[Records for location labeling]
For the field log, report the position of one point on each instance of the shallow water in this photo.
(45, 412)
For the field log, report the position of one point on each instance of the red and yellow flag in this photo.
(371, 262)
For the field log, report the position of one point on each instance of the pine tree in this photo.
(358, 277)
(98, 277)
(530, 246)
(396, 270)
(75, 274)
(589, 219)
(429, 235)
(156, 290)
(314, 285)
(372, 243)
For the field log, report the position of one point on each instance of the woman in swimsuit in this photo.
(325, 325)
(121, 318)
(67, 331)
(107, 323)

* * *

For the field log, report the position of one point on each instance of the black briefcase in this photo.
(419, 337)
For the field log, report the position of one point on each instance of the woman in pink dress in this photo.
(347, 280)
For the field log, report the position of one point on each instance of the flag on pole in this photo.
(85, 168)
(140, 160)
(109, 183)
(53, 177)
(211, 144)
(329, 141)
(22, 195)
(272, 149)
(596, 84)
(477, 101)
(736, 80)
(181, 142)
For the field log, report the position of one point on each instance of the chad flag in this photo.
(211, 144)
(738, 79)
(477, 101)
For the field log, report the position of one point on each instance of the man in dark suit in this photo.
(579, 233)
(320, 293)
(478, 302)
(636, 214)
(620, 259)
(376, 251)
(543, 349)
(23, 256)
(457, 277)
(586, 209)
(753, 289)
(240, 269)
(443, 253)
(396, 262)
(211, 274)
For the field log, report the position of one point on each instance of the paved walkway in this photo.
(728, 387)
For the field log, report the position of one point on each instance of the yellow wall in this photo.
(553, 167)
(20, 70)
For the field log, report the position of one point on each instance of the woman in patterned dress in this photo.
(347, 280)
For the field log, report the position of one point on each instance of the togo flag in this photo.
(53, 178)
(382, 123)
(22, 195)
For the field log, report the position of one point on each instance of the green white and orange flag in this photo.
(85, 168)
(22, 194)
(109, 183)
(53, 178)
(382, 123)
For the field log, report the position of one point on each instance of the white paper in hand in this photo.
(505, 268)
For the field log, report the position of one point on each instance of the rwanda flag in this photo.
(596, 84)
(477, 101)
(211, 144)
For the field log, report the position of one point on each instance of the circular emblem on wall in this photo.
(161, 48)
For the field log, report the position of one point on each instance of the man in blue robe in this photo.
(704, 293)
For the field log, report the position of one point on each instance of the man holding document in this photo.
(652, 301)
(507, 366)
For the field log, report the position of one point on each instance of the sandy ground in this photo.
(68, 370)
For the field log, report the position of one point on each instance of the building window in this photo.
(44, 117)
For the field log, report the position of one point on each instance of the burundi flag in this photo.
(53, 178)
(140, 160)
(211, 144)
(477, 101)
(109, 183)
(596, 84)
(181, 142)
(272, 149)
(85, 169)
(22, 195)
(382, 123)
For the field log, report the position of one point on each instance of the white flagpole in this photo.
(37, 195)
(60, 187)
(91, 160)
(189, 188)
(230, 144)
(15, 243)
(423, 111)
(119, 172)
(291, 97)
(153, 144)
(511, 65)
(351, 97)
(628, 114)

» **What this task involves**: Which lines in the records contain the word "white", with case counting? Extract each of those lines in full.

» **Exercise answer**:
For the field log, report the position of one point on each instance of the green white and orange flag in this photo.
For the field log, report the position of one point on each instance of the white paper in hand in this photo.
For the field log, report the position of one point on each instance of the white flagpole in this photo.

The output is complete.